| Passage shown |
▼
# my cycle is done



## 30-06 (Jan 20, 2004)

now what? just buy a P?


----------



## mats13 (Dec 22, 2003)

how long did u cycle ?? i waited a month and got my p's there doing well


----------



## 30-06 (Jan 20, 2004)

mats13 said:


> how long did u cycle ?? i waited a month and got my p's there doing well


 at least 3 weeks, but my levels are good, but i wouldnt be ordering a P for another 2 weeks or so anyway


----------



## rufus (Jan 6, 2004)

I'd start a 2nd cycle to make sure everything is working perfectly


----------



## 30-06 (Jan 20, 2004)

rufus said:


> I'd start a 2nd cycle to make sure everything is working perfectly


 what do i do for that, or is it just time?


----------



## Fresh (Feb 8, 2004)

put in some feeders and see how they do


----------



## 30-06 (Jan 20, 2004)

Fresh said:


> put in some feeders and see how they do


 why feeders? i had 18 fish, 2 died, and i just sold back 5 and bought a sucker cause my algea, so i have 12 in there


----------



## Fresh (Feb 8, 2004)

bc they're cheap. yea buy a 30$ worth of fish to see if there gonna die or live, yea good 1


----------



## Fresh (Feb 8, 2004)
▲
| Recorded data |
▼
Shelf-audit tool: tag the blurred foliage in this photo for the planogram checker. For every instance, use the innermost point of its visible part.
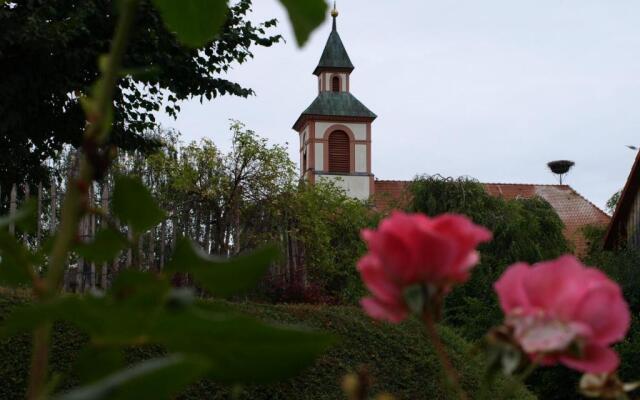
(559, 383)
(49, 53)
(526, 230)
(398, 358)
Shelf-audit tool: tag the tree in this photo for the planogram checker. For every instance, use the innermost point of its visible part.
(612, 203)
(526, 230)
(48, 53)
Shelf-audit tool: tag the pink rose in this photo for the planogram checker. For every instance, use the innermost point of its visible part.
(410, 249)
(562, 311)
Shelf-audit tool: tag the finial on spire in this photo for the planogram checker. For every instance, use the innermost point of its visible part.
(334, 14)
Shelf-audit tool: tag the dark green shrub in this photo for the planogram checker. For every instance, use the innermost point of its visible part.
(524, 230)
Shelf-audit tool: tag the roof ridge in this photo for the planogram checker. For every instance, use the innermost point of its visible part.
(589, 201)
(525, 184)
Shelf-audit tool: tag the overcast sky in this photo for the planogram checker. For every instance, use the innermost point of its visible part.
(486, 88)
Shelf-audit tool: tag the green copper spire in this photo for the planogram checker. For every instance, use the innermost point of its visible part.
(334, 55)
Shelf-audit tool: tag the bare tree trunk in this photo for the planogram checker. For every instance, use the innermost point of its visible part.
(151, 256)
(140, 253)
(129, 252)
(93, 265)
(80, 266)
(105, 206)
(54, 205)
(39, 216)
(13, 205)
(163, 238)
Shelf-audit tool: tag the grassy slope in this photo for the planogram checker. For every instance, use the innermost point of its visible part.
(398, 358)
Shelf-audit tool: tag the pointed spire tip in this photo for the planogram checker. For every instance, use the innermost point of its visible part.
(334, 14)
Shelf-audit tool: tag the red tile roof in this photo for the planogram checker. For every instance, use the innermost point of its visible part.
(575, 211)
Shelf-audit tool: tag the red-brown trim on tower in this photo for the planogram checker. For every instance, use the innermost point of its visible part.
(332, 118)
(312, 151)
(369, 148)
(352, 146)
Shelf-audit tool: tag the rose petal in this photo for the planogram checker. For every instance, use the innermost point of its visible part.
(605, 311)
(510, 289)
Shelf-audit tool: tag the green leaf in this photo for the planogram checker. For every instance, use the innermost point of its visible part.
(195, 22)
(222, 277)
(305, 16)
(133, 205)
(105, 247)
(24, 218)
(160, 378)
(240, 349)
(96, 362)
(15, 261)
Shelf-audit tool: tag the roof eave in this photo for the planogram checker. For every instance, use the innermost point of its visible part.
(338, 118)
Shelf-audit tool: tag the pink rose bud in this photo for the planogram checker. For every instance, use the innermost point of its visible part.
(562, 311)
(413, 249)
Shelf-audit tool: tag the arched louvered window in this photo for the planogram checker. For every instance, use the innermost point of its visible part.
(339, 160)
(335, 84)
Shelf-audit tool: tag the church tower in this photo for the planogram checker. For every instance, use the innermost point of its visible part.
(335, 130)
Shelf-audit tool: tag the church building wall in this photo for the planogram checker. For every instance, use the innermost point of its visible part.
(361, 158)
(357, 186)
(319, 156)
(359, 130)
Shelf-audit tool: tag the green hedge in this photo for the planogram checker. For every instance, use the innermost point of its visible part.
▲
| Goal |
Can you carry on the fish tank cycling thread from where it stops? This recorded material stands apart from the thread about cycling a fish tank.

| Final result |
when your cycling your not suppose to add 50$ worth of fish in there. you buy cheap ones too see if they will die bro


----------



## 30-06 (Jan 20, 2004)

Fresh said:


> when your cycling your not suppose to add 50$ worth of fish in there. you buy cheap ones too see if they will die bro


 well the guy pointed out ones that could withstand the cycle, they did, except for 2, one of wich was dumbedout from the start, it'll be a month next week, but my levels are down


----------



## No0dles (Dec 16, 2003)

when yuor done cycling and Ammo. and NitrIte are at 0 ppm and you got some NitrAte in there do a 30% water change and then your ready to throw some P's in there


----------



## nitrofish (Jan 14, 2003)

just before you put your piranha's in there do a water change to reduce your nitrates. and you should be good to go.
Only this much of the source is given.